§ **Page text**
"""

The 2018 revision of the Australian and New Zealand Guidelines for Fresh and Marine Water Quality is presented as an online platform, to improve usability and facilitate updates as new information becomes available.
Revisions to default guideline values (DGVs) since the ANZECC & ARMCANZ (2000) guidelines have been provided for the ‘aquatic ecosystem’ community value.
DGVs have been revised for physical and chemical (PC) stressors based on increased understanding, broader monitoring data collected since 2000, and adoption of an ecoregionalisation approach. More specific guidance is provided for temporary inland waters.
Additional and revised DGVs for some high priority toxicants are available.
For toxicants, the method for deriving DGVs was revised and subsequently applied to update existing or derive new DGVs for many toxicants, which included the incorporation of more recent toxicity data.
Minor updates to the guidance for the ‘primary industry’ community value were based on a review of knowledge about livestock drinking water.
Sections dealing with recreational water and drinking water have been removed. These topics are adequately dealt with by
water quality and health guidelines produced by the Australian Government National Health and Medical Research Council (NHMRC). In New Zealand, this guidance is provided by the
Ministry for the Environment and the
Ministry of Health.
Here we have outlined additional key changes made in revising the Water Quality Guidelines.
Water Quality Management Framework
The basic Water Quality Management Framework introduced by ANZECC & ARMCANZ (2000) has been expanded and given greater emphasis.
Following the steps in the revised
Water Quality Management Framework provides a logical approach to identifying and managing key water quality issues.
Focus on typical uses
To assist the user, we give step-by-step guidance on how to apply the Water Quality Management Framework in a number of situations or typical uses.
Guidance for each typical use is only provided to illustrate how to use the framework. You should adapt the framework to suit your specific application.
Applying the ANZECC & ARMCANZ (2000) guidelines to the range of community values relied largely on a single line of evidence (chemical assessment) to determine whether or not a guideline value was exceeded.

"""

§ **Task 1**
Decide whether each statement below agrees with the text on the revised water quality guidelines. For each, answer yes or no and quote the deciding words from that text: (a) The sections on recreational water and drinking water were removed. (b) The Water Quality Management Framework was given less emphasis than in ANZECC & ARMCANZ (2000). (c) The minor updates for the 'primary industry' community value were based on a review of knowledge about irrigation water.
§ **Task 2**
Continue the text on the revised water quality guidelines, starting after its last sentence.
You will not need the saved entries.

[Saved entries]
"""

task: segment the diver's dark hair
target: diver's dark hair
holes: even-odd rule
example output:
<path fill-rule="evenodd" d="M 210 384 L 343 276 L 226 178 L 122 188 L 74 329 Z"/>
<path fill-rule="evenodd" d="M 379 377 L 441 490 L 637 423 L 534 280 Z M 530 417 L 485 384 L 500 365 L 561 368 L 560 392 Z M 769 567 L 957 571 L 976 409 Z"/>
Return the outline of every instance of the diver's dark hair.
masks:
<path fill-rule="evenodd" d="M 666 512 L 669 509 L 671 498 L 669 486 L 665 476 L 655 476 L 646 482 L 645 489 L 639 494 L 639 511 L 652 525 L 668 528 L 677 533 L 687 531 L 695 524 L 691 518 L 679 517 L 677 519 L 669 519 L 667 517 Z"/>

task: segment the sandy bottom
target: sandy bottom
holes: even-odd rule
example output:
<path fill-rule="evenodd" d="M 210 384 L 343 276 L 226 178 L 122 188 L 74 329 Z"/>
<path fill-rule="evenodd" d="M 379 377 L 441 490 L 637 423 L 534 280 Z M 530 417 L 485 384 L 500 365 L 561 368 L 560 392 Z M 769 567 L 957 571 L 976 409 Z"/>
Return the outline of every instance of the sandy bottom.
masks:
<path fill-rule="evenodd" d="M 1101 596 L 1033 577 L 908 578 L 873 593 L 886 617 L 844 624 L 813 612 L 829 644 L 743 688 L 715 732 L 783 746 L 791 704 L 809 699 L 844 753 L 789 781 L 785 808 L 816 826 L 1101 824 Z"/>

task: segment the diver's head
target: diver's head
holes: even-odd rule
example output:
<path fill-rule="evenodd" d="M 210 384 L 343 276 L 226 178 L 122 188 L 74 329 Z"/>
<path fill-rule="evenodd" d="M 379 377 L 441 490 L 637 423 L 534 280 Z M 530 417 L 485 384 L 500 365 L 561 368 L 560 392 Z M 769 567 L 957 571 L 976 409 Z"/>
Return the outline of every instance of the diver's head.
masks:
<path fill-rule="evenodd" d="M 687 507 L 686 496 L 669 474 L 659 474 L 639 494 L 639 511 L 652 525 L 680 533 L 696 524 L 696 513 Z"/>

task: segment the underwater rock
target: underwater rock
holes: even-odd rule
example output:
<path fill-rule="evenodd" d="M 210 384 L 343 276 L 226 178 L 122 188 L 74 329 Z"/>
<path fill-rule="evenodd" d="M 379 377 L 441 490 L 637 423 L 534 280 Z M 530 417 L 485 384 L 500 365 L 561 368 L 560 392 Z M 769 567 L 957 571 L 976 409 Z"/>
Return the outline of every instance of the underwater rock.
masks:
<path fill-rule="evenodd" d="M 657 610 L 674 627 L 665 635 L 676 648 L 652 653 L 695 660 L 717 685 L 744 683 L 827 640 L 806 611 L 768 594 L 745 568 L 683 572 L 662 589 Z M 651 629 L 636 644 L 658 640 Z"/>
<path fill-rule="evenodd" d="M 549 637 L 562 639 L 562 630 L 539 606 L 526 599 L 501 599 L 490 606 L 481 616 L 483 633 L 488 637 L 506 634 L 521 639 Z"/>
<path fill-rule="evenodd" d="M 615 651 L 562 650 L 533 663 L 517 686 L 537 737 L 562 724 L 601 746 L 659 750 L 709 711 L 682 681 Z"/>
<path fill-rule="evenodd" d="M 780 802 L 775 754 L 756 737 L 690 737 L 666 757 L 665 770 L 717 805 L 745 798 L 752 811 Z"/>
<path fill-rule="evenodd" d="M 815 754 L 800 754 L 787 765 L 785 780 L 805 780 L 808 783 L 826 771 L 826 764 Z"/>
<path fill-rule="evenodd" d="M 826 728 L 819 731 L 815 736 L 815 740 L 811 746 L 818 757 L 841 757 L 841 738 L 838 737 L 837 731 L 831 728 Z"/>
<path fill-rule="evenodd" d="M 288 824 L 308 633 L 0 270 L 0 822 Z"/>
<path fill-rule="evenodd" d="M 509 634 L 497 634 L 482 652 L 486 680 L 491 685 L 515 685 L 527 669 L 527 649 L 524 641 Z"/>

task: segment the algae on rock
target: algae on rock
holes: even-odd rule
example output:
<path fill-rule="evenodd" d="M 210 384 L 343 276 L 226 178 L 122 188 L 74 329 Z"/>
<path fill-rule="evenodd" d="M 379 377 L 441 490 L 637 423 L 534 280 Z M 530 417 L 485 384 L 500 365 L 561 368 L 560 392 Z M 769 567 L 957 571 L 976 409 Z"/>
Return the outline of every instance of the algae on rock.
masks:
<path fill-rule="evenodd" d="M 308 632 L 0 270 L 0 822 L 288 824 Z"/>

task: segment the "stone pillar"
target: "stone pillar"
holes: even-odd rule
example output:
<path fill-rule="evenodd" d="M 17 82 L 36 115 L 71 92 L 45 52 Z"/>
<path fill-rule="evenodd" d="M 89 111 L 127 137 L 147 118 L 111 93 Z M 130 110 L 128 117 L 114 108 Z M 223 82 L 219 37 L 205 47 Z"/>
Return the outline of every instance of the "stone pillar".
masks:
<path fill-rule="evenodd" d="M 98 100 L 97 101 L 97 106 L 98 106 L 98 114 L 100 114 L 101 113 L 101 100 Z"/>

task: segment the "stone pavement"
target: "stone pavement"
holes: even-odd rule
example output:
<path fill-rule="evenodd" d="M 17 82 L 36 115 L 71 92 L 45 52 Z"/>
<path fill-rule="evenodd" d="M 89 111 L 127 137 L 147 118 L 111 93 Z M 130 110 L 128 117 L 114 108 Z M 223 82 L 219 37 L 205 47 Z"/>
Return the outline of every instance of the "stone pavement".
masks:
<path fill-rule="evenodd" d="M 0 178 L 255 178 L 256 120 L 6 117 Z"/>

"""

§ **Exercise result 1**
(a) Yes: "Sections dealing with recreational water and drinking water have been removed."
(b) No: "has been expanded and given greater emphasis."
(c) No: "based on a review of knowledge about livestock drinking water."

§ **Exercise result 2**
The Water Quality Guidelines improve confidence in our assessments by:
- introducing a systematic approach to assessing a number of lines of evidence along the pressure–stressor–ecosystem receptors pathway
- promoting decisions on the basis of the integrated weight of evidence.
Learn more about weight of evidence.
Natural systems are complex. To understand and manage them well, we can build conceptual models to show the current understanding of how the system works. This is an essential first step in the application of the Water Quality Management Framework.
Conceptual models can also be used when selecting indicators for water/sediment quality, and during system monitoring and assessment.
Develop and use conceptual models.
Your location (ecoregionalisation)
The simple ecoregionalisation in ANZECC & ARMCANZ (2000) has been extensively updated, based on improved ecosystem understanding.
Our ecoregionalisation approach is only used for the ‘aquatic ecosystems’ community value. We provide more relevant DGVs for PC stressors in each region, as well as more targeted and relevant biological assessment.
Australian and New Zealand users follow different approaches.
Refer to Your location.
Cultural and spiritual values
Water resources have important cultural and spiritual values, particularly for the indigenous peoples of Australia and New Zealand.
Incorporate cultural and spiritual values into water quality management.
ANZECC & ARMCANZ 2000,
Australian and New Zealand Guidelines for Fresh and Marine Water Quality, Australian and New Zealand Environment and Conservation Council and Agriculture and Resource Management Council of Australia and New Zealand, Canberra.